▸ **Aim of the task**:
Write out the records below exactly as they appear, starting at the line that contains "Could you please indicate the side" and stopping after the line that contains "(1398, 205)".

---------- Excerpted data

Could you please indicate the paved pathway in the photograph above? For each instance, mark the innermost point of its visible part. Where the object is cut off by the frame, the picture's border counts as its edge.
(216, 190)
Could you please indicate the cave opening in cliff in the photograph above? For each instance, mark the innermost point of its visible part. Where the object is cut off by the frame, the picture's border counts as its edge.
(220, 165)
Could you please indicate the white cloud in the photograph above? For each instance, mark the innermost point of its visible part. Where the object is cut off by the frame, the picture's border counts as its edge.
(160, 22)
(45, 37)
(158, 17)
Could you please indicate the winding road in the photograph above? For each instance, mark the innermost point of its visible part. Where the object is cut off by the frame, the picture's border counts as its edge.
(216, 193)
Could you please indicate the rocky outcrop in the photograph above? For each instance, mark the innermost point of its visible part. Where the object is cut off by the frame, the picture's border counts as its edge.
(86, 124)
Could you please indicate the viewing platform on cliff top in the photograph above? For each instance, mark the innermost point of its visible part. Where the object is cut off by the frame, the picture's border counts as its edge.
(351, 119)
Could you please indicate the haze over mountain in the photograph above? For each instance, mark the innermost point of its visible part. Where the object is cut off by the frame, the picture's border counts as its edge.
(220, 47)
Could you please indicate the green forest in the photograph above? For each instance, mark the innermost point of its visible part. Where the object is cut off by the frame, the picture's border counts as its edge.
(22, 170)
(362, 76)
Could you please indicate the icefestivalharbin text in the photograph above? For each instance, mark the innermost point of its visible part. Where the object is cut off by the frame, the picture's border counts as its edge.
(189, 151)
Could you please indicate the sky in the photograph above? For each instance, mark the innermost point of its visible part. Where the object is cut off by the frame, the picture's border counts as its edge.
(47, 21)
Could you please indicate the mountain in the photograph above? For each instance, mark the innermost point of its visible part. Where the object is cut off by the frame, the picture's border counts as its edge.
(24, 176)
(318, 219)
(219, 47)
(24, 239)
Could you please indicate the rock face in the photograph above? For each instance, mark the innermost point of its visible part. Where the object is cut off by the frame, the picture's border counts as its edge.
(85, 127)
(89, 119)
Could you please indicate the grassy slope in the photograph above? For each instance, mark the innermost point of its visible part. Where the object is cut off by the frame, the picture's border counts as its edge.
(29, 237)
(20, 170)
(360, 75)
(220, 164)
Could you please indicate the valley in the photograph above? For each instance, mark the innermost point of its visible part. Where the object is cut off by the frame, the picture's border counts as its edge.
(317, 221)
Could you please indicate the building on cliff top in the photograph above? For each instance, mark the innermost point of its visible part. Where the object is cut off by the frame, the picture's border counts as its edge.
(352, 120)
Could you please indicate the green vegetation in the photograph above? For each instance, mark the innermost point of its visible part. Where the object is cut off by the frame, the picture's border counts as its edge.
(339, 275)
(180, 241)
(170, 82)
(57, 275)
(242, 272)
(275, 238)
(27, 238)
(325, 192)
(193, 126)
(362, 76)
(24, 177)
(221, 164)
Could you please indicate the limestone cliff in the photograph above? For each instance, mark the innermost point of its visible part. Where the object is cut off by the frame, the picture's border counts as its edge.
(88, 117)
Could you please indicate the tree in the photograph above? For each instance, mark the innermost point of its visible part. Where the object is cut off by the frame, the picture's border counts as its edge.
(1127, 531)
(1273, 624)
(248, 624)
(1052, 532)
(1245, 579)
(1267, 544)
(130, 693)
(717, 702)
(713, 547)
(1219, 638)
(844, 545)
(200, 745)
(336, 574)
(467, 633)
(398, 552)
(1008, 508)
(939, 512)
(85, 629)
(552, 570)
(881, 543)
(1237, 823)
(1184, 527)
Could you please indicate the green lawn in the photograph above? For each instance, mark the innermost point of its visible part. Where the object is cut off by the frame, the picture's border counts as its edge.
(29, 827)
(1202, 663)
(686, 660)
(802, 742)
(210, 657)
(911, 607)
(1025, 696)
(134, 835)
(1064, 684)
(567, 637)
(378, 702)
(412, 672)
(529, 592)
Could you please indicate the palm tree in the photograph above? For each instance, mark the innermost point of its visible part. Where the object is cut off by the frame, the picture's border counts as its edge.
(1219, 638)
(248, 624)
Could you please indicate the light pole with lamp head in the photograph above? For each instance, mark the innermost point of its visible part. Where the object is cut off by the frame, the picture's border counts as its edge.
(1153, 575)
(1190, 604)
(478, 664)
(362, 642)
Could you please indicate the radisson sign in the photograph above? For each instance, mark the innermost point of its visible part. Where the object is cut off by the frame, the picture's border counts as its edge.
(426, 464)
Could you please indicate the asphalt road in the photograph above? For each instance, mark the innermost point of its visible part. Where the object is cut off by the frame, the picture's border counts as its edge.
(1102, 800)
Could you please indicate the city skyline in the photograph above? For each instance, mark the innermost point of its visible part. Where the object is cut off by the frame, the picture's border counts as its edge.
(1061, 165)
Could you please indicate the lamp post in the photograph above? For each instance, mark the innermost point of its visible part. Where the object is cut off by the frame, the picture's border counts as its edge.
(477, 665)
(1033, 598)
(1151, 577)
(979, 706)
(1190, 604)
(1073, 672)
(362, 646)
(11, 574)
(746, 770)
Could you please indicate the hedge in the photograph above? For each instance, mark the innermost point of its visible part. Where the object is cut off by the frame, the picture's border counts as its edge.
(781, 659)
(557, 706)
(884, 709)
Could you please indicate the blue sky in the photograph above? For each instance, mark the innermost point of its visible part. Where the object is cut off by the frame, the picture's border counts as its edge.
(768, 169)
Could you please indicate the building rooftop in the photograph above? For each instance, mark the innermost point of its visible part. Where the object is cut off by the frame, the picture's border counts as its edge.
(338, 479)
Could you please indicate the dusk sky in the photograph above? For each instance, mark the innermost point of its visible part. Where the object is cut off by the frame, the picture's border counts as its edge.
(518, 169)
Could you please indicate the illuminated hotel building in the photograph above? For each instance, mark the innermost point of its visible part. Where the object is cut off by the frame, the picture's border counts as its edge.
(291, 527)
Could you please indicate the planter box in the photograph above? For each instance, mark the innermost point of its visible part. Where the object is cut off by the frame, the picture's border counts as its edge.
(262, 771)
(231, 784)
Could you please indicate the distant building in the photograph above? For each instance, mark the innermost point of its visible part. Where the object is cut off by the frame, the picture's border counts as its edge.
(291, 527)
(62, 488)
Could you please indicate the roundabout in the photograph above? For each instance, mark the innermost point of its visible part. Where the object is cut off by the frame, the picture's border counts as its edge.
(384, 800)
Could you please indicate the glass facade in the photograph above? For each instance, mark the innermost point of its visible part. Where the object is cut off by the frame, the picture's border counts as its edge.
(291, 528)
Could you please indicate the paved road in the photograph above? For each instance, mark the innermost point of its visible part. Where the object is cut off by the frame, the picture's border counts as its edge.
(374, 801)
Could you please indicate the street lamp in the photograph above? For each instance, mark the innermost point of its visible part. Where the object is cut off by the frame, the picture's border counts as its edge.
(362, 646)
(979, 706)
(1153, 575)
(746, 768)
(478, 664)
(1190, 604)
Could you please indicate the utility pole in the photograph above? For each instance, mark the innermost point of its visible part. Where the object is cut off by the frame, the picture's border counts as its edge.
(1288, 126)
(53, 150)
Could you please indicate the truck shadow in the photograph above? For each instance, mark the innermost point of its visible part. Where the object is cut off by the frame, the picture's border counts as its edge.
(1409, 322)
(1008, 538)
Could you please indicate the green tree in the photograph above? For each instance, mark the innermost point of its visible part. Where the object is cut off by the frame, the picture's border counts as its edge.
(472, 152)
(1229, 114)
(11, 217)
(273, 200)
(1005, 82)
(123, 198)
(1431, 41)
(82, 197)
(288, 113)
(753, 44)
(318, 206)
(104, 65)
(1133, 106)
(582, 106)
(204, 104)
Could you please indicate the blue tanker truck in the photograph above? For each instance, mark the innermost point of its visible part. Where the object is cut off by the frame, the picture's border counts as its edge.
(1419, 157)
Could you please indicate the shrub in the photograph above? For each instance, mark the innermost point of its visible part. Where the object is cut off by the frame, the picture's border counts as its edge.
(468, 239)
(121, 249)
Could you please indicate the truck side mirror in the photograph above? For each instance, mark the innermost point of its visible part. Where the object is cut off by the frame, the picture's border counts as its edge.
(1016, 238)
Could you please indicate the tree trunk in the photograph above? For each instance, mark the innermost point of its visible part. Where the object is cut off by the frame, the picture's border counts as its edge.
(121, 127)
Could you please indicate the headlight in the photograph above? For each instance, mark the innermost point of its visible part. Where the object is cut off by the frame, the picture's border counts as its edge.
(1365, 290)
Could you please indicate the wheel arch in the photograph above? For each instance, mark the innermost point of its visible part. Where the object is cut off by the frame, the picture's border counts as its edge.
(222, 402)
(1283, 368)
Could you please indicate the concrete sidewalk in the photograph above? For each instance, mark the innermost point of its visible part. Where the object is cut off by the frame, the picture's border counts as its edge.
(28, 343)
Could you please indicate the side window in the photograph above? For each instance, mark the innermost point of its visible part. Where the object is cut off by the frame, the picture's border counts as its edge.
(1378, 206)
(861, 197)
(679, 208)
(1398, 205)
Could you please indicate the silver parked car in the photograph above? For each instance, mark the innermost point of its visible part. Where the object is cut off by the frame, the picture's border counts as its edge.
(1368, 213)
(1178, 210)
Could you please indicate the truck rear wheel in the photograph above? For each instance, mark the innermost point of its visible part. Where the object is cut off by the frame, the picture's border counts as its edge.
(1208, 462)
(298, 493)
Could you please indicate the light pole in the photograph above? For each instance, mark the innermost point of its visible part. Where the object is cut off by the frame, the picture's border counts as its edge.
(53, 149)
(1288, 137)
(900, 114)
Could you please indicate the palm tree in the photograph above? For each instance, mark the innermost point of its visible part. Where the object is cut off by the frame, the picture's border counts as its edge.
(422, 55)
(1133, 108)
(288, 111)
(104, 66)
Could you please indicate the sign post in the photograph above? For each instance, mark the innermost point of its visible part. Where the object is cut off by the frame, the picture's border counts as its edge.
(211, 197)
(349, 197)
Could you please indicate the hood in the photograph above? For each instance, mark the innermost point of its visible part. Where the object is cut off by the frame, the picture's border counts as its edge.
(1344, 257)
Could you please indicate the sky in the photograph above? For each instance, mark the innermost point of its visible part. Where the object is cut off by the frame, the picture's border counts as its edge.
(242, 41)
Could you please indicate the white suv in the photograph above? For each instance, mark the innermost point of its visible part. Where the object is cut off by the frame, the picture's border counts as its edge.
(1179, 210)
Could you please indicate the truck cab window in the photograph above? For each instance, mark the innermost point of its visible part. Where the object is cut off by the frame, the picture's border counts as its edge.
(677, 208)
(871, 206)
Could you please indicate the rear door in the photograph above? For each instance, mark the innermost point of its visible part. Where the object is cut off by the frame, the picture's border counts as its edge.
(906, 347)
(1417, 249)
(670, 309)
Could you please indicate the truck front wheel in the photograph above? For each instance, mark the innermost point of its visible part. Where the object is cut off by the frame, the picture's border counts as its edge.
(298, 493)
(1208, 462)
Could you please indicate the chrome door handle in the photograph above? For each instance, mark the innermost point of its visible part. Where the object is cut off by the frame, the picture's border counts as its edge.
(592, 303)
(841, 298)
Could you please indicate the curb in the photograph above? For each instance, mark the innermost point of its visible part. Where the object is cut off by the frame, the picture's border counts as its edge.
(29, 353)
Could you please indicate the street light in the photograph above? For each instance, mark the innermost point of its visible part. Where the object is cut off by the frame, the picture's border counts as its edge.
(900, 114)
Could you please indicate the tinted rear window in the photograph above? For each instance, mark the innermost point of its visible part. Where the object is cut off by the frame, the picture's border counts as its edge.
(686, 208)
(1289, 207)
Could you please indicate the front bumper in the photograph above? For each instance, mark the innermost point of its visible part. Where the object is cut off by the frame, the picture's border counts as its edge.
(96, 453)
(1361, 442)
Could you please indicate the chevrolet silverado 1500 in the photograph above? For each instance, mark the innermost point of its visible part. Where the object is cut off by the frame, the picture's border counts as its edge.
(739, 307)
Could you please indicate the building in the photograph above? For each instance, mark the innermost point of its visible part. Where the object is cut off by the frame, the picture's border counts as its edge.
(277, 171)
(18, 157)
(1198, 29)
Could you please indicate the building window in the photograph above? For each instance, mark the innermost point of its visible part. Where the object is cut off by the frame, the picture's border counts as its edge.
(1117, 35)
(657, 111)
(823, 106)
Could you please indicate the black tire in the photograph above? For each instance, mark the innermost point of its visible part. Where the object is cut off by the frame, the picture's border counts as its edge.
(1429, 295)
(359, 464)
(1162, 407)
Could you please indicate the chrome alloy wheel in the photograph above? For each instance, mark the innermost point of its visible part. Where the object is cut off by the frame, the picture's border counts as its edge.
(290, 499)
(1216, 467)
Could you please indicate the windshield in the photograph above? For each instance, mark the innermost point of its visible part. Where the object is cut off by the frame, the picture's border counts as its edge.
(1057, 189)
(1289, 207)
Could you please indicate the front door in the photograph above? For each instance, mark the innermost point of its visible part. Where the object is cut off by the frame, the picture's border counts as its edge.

--------------------

▸ **Answer to the exercise**:
Could you please indicate the side window in the photograph above? For each instance, mark the innermost point of its visible part. Where the object is cut off by the frame, the picture's border counts as its edge.
(1378, 206)
(861, 197)
(679, 208)
(1398, 205)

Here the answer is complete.